[BEGIN Record set]
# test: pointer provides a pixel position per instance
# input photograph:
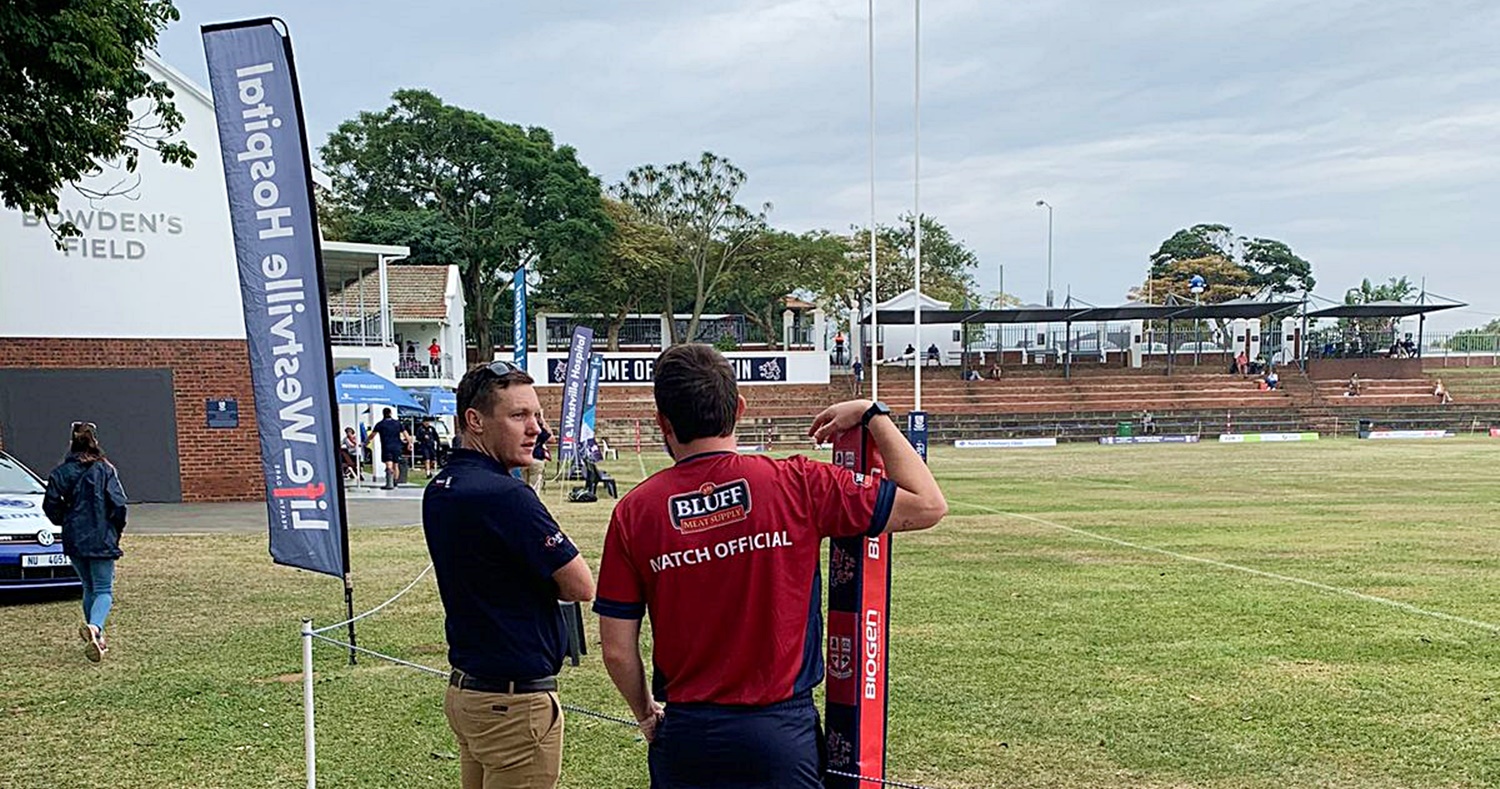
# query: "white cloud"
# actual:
(1362, 134)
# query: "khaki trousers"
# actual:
(506, 740)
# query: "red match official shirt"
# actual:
(723, 552)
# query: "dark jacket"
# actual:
(87, 500)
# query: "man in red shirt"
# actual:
(722, 551)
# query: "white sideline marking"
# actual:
(1409, 608)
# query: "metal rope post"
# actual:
(306, 705)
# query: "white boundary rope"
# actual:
(423, 573)
(1407, 608)
(309, 635)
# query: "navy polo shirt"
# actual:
(494, 549)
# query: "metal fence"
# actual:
(1463, 348)
(351, 329)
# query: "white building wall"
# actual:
(158, 263)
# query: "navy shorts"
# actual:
(738, 747)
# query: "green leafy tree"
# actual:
(947, 267)
(1271, 264)
(465, 189)
(779, 264)
(69, 71)
(696, 204)
(1194, 243)
(1367, 293)
(947, 263)
(1485, 338)
(1275, 267)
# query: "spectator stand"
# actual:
(1074, 312)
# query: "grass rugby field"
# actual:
(1157, 615)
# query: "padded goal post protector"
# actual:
(858, 638)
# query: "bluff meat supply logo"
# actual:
(711, 506)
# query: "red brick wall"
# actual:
(215, 465)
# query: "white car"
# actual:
(30, 546)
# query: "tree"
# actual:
(947, 263)
(465, 189)
(947, 267)
(1194, 243)
(1226, 281)
(618, 279)
(1269, 263)
(1392, 290)
(1277, 269)
(695, 203)
(69, 71)
(777, 264)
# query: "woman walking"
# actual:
(86, 498)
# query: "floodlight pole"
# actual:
(1043, 203)
(875, 300)
(917, 209)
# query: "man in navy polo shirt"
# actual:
(501, 566)
(722, 551)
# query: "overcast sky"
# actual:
(1364, 134)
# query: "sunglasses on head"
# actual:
(503, 368)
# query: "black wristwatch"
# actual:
(876, 410)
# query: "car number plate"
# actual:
(45, 560)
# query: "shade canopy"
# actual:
(1382, 309)
(438, 401)
(1037, 314)
(356, 386)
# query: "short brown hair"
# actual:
(86, 443)
(696, 392)
(482, 384)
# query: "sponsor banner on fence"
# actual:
(858, 636)
(1406, 434)
(281, 288)
(1149, 440)
(573, 381)
(519, 317)
(1265, 438)
(1002, 443)
(749, 369)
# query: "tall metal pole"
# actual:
(875, 300)
(1044, 204)
(917, 207)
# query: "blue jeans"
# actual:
(98, 576)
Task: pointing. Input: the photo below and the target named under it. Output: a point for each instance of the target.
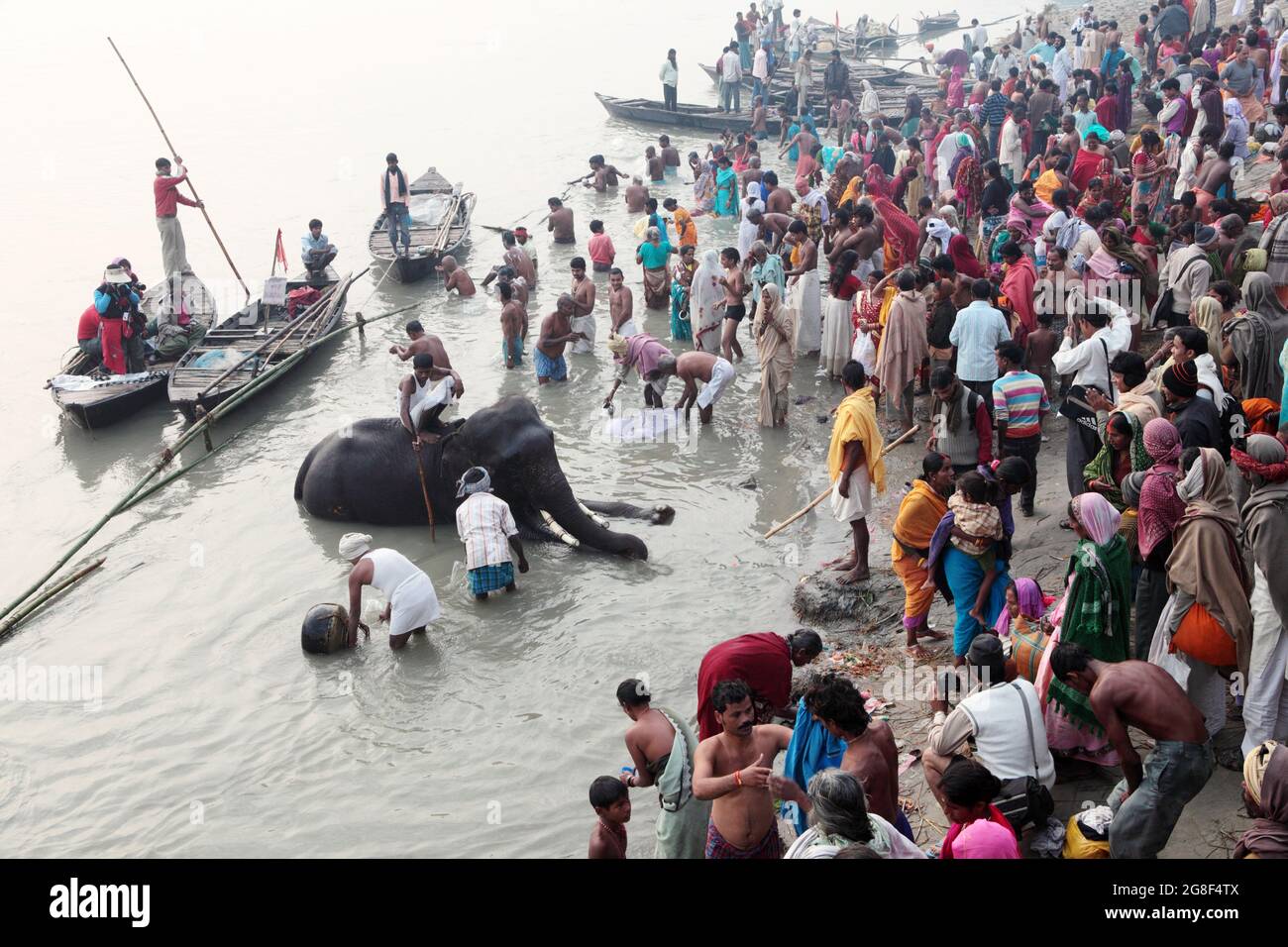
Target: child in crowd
(978, 519)
(612, 802)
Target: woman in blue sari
(960, 575)
(726, 188)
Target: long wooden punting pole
(167, 455)
(191, 185)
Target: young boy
(612, 802)
(1038, 348)
(488, 531)
(977, 519)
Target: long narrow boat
(93, 398)
(703, 118)
(215, 369)
(939, 24)
(439, 226)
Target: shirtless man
(733, 768)
(561, 222)
(778, 200)
(455, 277)
(656, 169)
(1215, 174)
(513, 326)
(419, 406)
(584, 307)
(735, 287)
(691, 368)
(621, 304)
(635, 195)
(421, 344)
(772, 226)
(870, 748)
(670, 155)
(555, 335)
(1136, 693)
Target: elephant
(369, 474)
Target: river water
(215, 735)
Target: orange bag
(1202, 638)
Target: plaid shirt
(484, 523)
(995, 108)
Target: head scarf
(355, 545)
(986, 839)
(475, 480)
(1265, 771)
(1098, 517)
(1207, 316)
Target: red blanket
(763, 660)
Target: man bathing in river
(692, 368)
(733, 768)
(419, 405)
(488, 531)
(411, 599)
(455, 277)
(514, 322)
(555, 334)
(583, 307)
(855, 466)
(1141, 694)
(561, 222)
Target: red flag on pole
(279, 253)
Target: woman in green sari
(1124, 453)
(726, 188)
(1095, 613)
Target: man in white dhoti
(662, 746)
(412, 603)
(420, 405)
(804, 292)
[END Record set]
* Directions for this task *
Rewrite every line of the records above as a Markdown table with two columns, Line No. and Record Text, numbering the rows and skipping blank lines. Leave the pictures out of the answer.

* Task solution *
| Line No. | Record Text |
|---|---|
| 1 | # test: pointer provides a pixel position per instance |
| 2 | # input photograph: |
| 3 | # query: "white cloud" |
| 4 | # actual: |
| 5 | (1362, 134) |
| 6 | # query: "khaki trousers" |
| 7 | # actual: |
| 8 | (506, 740) |
| 9 | # query: "red match official shirt" |
| 10 | # actual: |
| 11 | (723, 552) |
| 12 | # query: "dark jacket" |
| 13 | # actual: |
| 14 | (87, 500) |
| 15 | # query: "man in red shirt" |
| 16 | # actual: |
| 17 | (722, 551) |
| 18 | # query: "white sideline marking" |
| 19 | # actual: |
| 20 | (1409, 608) |
| 21 | # query: "metal rope post" |
| 22 | # actual: |
| 23 | (306, 705) |
| 24 | # query: "white boundary rope" |
| 25 | # actual: |
| 26 | (423, 573) |
| 27 | (1407, 608) |
| 28 | (309, 635) |
| 29 | # query: "navy polo shirt" |
| 30 | # actual: |
| 31 | (494, 549) |
| 32 | # query: "metal fence" |
| 33 | # actual: |
| 34 | (1463, 348) |
| 35 | (351, 329) |
| 36 | # query: "white building wall" |
| 37 | # actual: |
| 38 | (158, 263) |
| 39 | # query: "navy shorts" |
| 40 | # actual: |
| 41 | (738, 747) |
| 42 | # query: "green leafy tree" |
| 43 | # actual: |
| 44 | (947, 267) |
| 45 | (1271, 264) |
| 46 | (465, 189) |
| 47 | (779, 264) |
| 48 | (69, 71) |
| 49 | (696, 204) |
| 50 | (1194, 243) |
| 51 | (1367, 293) |
| 52 | (947, 263) |
| 53 | (1485, 338) |
| 54 | (1275, 267) |
| 55 | # query: "spectator stand" |
| 56 | # actual: |
| 57 | (1074, 312) |
| 58 | # query: "grass rugby field" |
| 59 | # actual: |
| 60 | (1157, 615) |
| 61 | # query: "padded goal post protector" |
| 62 | # actual: |
| 63 | (858, 638) |
| 64 | # query: "bluff meat supply logo" |
| 65 | # actual: |
| 66 | (711, 506) |
| 67 | # query: "red brick wall" |
| 68 | # actual: |
| 69 | (215, 465) |
| 70 | # query: "white car" |
| 71 | # actual: |
| 72 | (30, 546) |
| 73 | # query: "tree" |
| 74 | # actual: |
| 75 | (947, 263) |
| 76 | (465, 189) |
| 77 | (947, 267) |
| 78 | (1194, 243) |
| 79 | (1226, 281) |
| 80 | (618, 279) |
| 81 | (1269, 263) |
| 82 | (1392, 290) |
| 83 | (1277, 269) |
| 84 | (695, 203) |
| 85 | (69, 71) |
| 86 | (777, 264) |
| 87 | # query: "woman walking" |
| 88 | # actual: |
| 89 | (86, 498) |
| 90 | # query: "floodlight pole" |
| 91 | # actual: |
| 92 | (1043, 203) |
| 93 | (875, 300) |
| 94 | (917, 209) |
| 95 | # query: "man in navy polo shirt" |
| 96 | # actual: |
| 97 | (501, 566) |
| 98 | (722, 551) |
| 99 | # query: "overcast sky" |
| 100 | # actual: |
| 101 | (1364, 134) |
| 102 | # query: "sunglasses on head" |
| 103 | # actual: |
| 104 | (503, 368) |
| 105 | # query: "black wristwatch" |
| 106 | # actual: |
| 107 | (876, 410) |
| 108 | # query: "car number plate" |
| 109 | # actual: |
| 110 | (45, 560) |
| 111 | # query: "shade canopy" |
| 112 | # actual: |
| 113 | (1382, 309) |
| 114 | (438, 401) |
| 115 | (1037, 314) |
| 116 | (356, 386) |
| 117 | # query: "short brown hair" |
| 118 | # actual: |
| 119 | (86, 443) |
| 120 | (696, 392) |
| 121 | (482, 384) |
| 122 | # query: "sponsor banner on fence" |
| 123 | # actual: |
| 124 | (858, 636) |
| 125 | (1406, 434) |
| 126 | (281, 288) |
| 127 | (1149, 440) |
| 128 | (573, 381) |
| 129 | (519, 317) |
| 130 | (1265, 438) |
| 131 | (1002, 443) |
| 132 | (749, 369) |
| 133 | # query: "tall metal pole" |
| 134 | # actual: |
| 135 | (875, 300) |
| 136 | (1044, 204) |
| 137 | (917, 207) |
| 138 | # query: "blue jeans" |
| 139 | # actual: |
| 140 | (98, 576) |
| 141 | Task: pointing. Input: the photo below and the target named under it. Output: a point for each instance of the target. |
| 142 | Target: child in crowd |
| 143 | (978, 519) |
| 144 | (612, 802) |
| 145 | Target: woman in blue sari |
| 146 | (960, 575) |
| 147 | (726, 188) |
| 148 | Target: long wooden punting pole |
| 149 | (167, 455) |
| 150 | (191, 185) |
| 151 | Target: young boy |
| 152 | (612, 802) |
| 153 | (1038, 348) |
| 154 | (488, 531) |
| 155 | (977, 519) |
| 156 | Target: long narrow boat |
| 157 | (93, 398) |
| 158 | (703, 118) |
| 159 | (215, 369) |
| 160 | (939, 24) |
| 161 | (439, 226) |
| 162 | Target: shirtless man |
| 163 | (733, 768) |
| 164 | (561, 222) |
| 165 | (778, 200) |
| 166 | (455, 277) |
| 167 | (656, 169) |
| 168 | (1215, 174) |
| 169 | (513, 326) |
| 170 | (419, 406) |
| 171 | (584, 307) |
| 172 | (735, 287) |
| 173 | (691, 368) |
| 174 | (621, 304) |
| 175 | (635, 195) |
| 176 | (421, 344) |
| 177 | (772, 226) |
| 178 | (870, 748) |
| 179 | (670, 155) |
| 180 | (555, 335) |
| 181 | (1136, 693) |
| 182 | Target: elephant |
| 183 | (369, 474) |
| 184 | Target: river water |
| 185 | (215, 735) |
| 186 | Target: orange bag |
| 187 | (1202, 638) |
| 188 | Target: plaid shirt |
| 189 | (484, 523) |
| 190 | (995, 108) |
| 191 | Target: head scarf |
| 192 | (355, 545) |
| 193 | (986, 839) |
| 194 | (475, 480) |
| 195 | (1265, 771) |
| 196 | (1098, 517) |
| 197 | (1207, 316) |
| 198 | Target: red blanket |
| 199 | (763, 660) |
| 200 | Target: man bathing in river |
| 201 | (692, 368) |
| 202 | (733, 768) |
| 203 | (419, 405) |
| 204 | (488, 531) |
| 205 | (411, 599) |
| 206 | (455, 277) |
| 207 | (514, 322) |
| 208 | (555, 334) |
| 209 | (583, 307) |
| 210 | (855, 466) |
| 211 | (1141, 694) |
| 212 | (561, 222) |
| 213 | Target: red flag on pole |
| 214 | (279, 253) |
| 215 | Target: woman in green sari |
| 216 | (1124, 453) |
| 217 | (726, 188) |
| 218 | (1095, 613) |
| 219 | Target: man in white dhoti |
| 220 | (662, 746) |
| 221 | (412, 603) |
| 222 | (420, 405) |
| 223 | (804, 292) |